Texte à lire:
==========

Omar el-Béchir ou comment s’en débarrasser

Éducation et culture, crises et conflits, affaire Habré Plus que cet ordre du jour, c’est la désignation de son président qui a monopolisé les assises de l’organisation à Khartoum. Et donné lieu à de véritables empoignades.

Publié le 31 janvier 2006 Lecture : 7 minutes.

Après d’intenses tractations, des débats feutrés mais houleux, et deux nuits sans sommeil, Denis Sassou Nguesso a fini par empocher la mise. Le chef de l’État congolais a donc été désigné par ses pairs à la présidence de l’Union africaine (UA). C’est le principal, sinon le seul résultat tangible du sommet de Khartoum (23 et 24 janvier 2006). Sassou succède donc au Nigérian Olusegun Obasanjo. C’est une victoire personnelle pour lui, mais aussi, pour son homologue gabonais, El Hadj Omar Bongo Ondimba, qui a utilisé tout son entregent pour que ce poste, essentiellement honorifique du temps de la défunte OUA, et devenu très politique depuis la naissance de l’UA, en juillet 2002 à Durban, revienne à l’Afrique centrale.

==========

Entrées:
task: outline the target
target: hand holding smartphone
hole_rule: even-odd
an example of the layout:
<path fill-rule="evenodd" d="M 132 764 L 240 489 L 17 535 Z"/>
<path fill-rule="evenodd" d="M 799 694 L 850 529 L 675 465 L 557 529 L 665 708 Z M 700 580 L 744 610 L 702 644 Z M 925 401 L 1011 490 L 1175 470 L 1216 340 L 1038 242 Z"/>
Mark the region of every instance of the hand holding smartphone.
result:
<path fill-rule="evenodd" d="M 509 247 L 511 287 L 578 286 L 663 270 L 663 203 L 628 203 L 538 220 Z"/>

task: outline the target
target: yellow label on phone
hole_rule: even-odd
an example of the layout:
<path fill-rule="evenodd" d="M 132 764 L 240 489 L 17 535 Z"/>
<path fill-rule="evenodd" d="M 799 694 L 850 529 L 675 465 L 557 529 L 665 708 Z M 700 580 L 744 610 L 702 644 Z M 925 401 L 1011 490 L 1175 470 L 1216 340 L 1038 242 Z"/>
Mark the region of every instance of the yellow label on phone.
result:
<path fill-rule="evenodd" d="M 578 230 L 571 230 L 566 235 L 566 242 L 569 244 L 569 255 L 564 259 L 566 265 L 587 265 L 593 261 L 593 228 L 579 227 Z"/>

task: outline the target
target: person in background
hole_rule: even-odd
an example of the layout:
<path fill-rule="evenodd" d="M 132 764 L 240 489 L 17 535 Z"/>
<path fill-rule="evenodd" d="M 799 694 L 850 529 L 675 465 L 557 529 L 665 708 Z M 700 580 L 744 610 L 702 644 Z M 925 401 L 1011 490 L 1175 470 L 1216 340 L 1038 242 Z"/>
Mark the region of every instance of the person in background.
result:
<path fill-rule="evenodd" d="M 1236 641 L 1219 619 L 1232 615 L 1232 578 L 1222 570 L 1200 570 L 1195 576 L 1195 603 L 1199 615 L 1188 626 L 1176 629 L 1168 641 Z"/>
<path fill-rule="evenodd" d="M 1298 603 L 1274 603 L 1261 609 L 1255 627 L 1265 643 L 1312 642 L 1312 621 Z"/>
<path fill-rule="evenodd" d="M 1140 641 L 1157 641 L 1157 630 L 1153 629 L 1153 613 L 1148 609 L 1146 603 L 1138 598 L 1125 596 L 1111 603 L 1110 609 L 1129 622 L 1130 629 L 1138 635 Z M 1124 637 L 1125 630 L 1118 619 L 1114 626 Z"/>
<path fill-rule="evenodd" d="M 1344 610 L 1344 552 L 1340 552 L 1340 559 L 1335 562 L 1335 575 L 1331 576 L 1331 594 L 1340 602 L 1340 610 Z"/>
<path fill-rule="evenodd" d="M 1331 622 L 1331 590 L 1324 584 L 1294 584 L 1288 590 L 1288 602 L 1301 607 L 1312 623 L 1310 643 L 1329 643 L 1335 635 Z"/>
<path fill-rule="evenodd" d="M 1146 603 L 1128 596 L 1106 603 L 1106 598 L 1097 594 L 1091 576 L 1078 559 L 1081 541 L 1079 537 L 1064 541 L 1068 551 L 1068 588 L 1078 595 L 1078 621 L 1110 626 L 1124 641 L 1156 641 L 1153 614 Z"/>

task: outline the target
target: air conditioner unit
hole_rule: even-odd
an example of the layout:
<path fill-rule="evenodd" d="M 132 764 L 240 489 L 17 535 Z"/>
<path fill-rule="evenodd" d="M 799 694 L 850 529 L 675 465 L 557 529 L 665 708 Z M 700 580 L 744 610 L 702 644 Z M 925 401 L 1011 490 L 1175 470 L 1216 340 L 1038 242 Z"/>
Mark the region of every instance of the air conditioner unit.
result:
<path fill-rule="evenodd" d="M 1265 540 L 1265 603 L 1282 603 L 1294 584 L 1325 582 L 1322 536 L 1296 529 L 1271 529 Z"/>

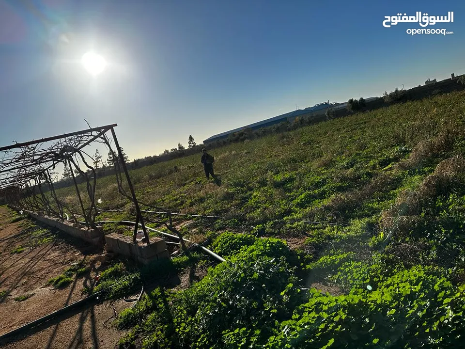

==========

Extrayez du texte sur le sommet de Khartoum le passage qui va de « Publié le 31 » à « à l’Afrique centrale. ». Cette liste n'a aucun rapport avec le texte.

Publié le 31 janvier 2006 Lecture : 7 minutes.

Après d’intenses tractations, des débats feutrés mais houleux, et deux nuits sans sommeil, Denis Sassou Nguesso a fini par empocher la mise. Le chef de l’État congolais a donc été désigné par ses pairs à la présidence de l’Union africaine (UA). C’est le principal, sinon le seul résultat tangible du sommet de Khartoum (23 et 24 janvier 2006). Sassou succède donc au Nigérian Olusegun Obasanjo. C’est une victoire personnelle pour lui, mais aussi, pour son homologue gabonais, El Hadj Omar Bongo Ondimba, qui a utilisé tout son entregent pour que ce poste, essentiellement honorifique du temps de la défunte OUA, et devenu très politique depuis la naissance de l’UA, en juillet 2002 à Durban, revienne à l’Afrique centrale.